## start Selected extract

Tag Archives: Affirmative action

Chip Wars by Chris Miller — Part IV — beating China with silicon will be a lot harder than beating Russia

China as shown by Huawei has the capacity to design state of the art chips, and they certainly have the brains.  Morris Chang did a lot of his work at Texas Instruments before running TSMC (Taiwan Semiconductor Manufacturing Company).  Jensen Huang runs NVIDIA.  In retirement, I pass the time by reading 5 journals (Cell, Nature, Neuron, Science, PNAS), whose interesting material I report on in this blog.  You will not find a single issue without at least one high quality, state of the art article from mainland China.  These articles were not chosen by affirmative action.

So we beat Russia because they could steal and copy our chips, but could not manufacture them.

China certainly has tried to steal our manufacturing expertise — this is detailed pp. 306 – 310 with a Chinese company called Jinhua which stole manufacturing details (translation: hard won knowhow from years of experimentation) from the only American company (Micron) making memory chips.  After much argumentation between National Security types and Treasury in the Trump administration, the US banned export by US firms to Jinhua of chipmaking tools, and Jinhua stopped making them in a few months.

Xi realizes just how dependent China is on machinery and software produced elsewhere, but replicating it in country is nearly impossible given its price and political meddling (see next paragraph).

The factory making chips is called a fab (for fabrication plant).  China certainly tried with something called SMIC, but the politicians that controlled them meddled incessantly in business decisions.  Every governor wanted a chip fab in his province, so China wound up with an inefficient collection of small facilities spread across the country (p. 251).

The book contains a blow by blow description of how the USA lost the ability to make the most advanced fabrication facilities and most advanced lithography machines — needed by the fabs.  It’s too painful to recount here.

So our (fragile) lead on China depends on manufacturing prowess, as well as the brains we import and integrate from all over the world.

I suggest you read Miller’s book, even if you’re not a techie.  Your future may depend on it

 

 

The Supreme Court’s Affirmative Action Decision

Supposedly the Supreme court was to announce its decision on a variety of cases this June.  Well, there’s just one week left.   I republish these 3 old posts  24 June (Sunday night) before the upcoming announcements.  The affirmative action decision will not make everyone happy. So take these posts as documentation of lived experience which most of you don’t have not as arguments pro or con about the decision.

## end Selected extract

▶ **To-do list**:
(a) Using the Chip Wars post, decide whether each statement agrees with it: (i) The US banned US firms from exporting chipmaking tools to Jinhua. (ii) China concentrated its chip fabs in a single province. (iii) Morris Chang did much of his work at Intel before running TSMC. For each, answer yes or no and quote the words of the post that settle it.
(b) Name every journal the writer of the Chip Wars post says they read in retirement.
The records that follow come from a separate source, not from the Chip Wars post.

## start Records provided

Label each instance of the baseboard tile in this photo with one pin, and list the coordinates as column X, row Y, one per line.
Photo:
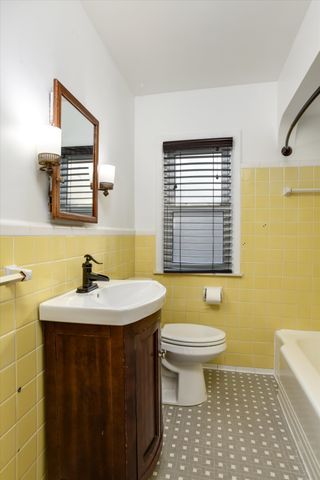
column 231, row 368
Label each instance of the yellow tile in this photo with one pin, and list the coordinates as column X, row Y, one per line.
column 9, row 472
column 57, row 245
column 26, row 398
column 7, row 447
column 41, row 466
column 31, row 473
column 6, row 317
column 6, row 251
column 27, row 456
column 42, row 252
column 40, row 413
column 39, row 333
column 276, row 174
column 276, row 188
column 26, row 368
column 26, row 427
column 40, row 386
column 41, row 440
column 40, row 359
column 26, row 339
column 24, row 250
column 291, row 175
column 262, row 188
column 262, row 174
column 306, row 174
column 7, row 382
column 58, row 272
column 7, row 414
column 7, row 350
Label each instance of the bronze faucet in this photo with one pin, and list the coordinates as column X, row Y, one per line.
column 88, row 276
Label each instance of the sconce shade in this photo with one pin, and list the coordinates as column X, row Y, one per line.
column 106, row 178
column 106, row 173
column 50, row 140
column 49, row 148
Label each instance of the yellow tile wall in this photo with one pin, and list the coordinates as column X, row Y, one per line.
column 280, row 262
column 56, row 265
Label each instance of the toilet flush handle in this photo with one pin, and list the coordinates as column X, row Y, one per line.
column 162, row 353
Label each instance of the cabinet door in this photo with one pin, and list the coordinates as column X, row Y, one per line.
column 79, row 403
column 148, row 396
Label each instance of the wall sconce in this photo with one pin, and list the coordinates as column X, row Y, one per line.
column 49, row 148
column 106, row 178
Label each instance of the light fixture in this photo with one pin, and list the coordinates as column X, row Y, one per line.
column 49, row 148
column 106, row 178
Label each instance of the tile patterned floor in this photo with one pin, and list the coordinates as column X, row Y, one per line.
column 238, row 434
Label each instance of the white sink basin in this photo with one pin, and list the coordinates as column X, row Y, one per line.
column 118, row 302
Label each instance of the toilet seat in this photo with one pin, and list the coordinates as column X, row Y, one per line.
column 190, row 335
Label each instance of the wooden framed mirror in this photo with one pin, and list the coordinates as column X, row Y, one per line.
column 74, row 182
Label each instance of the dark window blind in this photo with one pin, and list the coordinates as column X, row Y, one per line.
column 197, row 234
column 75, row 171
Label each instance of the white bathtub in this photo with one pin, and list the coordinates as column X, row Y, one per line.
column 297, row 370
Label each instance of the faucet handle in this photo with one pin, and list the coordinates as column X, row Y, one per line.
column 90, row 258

## end Records provided
## start Records provided

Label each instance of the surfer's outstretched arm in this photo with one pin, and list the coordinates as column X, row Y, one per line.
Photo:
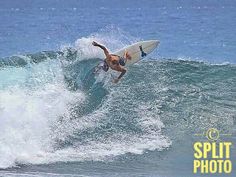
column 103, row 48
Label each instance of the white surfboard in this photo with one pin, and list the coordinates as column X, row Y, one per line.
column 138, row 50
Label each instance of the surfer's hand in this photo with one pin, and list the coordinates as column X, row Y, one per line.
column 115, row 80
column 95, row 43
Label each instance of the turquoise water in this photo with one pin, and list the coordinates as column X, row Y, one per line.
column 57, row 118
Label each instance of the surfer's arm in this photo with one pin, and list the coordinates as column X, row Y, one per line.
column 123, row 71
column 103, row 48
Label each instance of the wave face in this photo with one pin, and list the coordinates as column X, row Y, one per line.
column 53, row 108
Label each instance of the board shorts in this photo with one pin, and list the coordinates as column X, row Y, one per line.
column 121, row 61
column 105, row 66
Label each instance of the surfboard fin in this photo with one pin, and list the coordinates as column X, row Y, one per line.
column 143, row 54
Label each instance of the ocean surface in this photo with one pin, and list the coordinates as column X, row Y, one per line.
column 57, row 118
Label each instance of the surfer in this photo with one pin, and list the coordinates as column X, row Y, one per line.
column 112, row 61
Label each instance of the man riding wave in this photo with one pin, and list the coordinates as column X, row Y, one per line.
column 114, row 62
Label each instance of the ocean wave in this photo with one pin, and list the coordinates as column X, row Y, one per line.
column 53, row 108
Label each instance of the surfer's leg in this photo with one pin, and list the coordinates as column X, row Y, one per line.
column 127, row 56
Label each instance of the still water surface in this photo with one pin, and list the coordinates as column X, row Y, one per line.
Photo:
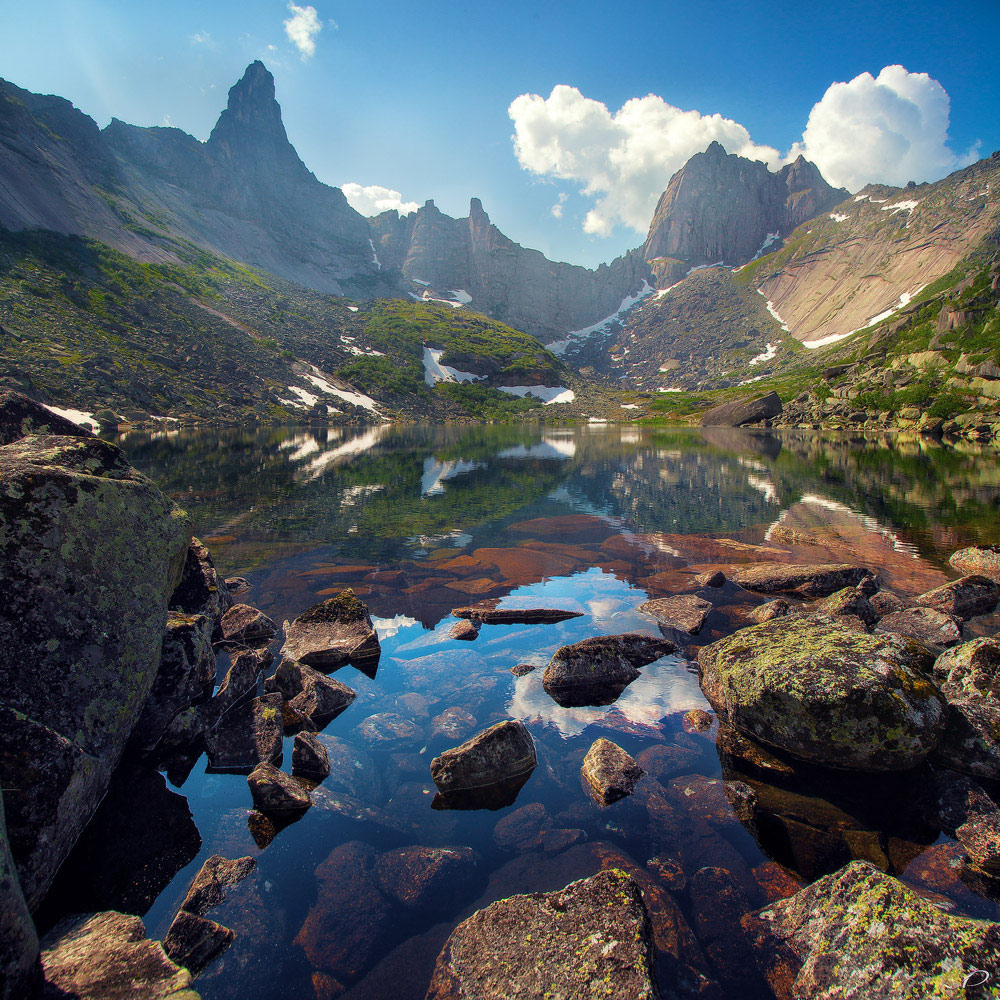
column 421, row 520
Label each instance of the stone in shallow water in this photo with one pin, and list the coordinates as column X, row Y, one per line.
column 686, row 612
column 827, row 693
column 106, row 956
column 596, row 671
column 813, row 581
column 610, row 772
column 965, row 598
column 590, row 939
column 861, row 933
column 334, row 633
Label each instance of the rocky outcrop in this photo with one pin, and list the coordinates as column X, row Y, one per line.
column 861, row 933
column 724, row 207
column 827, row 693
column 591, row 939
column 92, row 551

## end Records provided

▶ **Exercise responses**:
(a)
(i) Yes: "the US banned export by US firms to Jinhua of chipmaking tools"
(ii) No: "China wound up with an inefficient collection of small facilities spread across the country"
(iii) No: "Morris Chang did a lot of his work at Texas Instruments before running TSMC"

(b) Cell, Nature, Neuron, Science, PNAS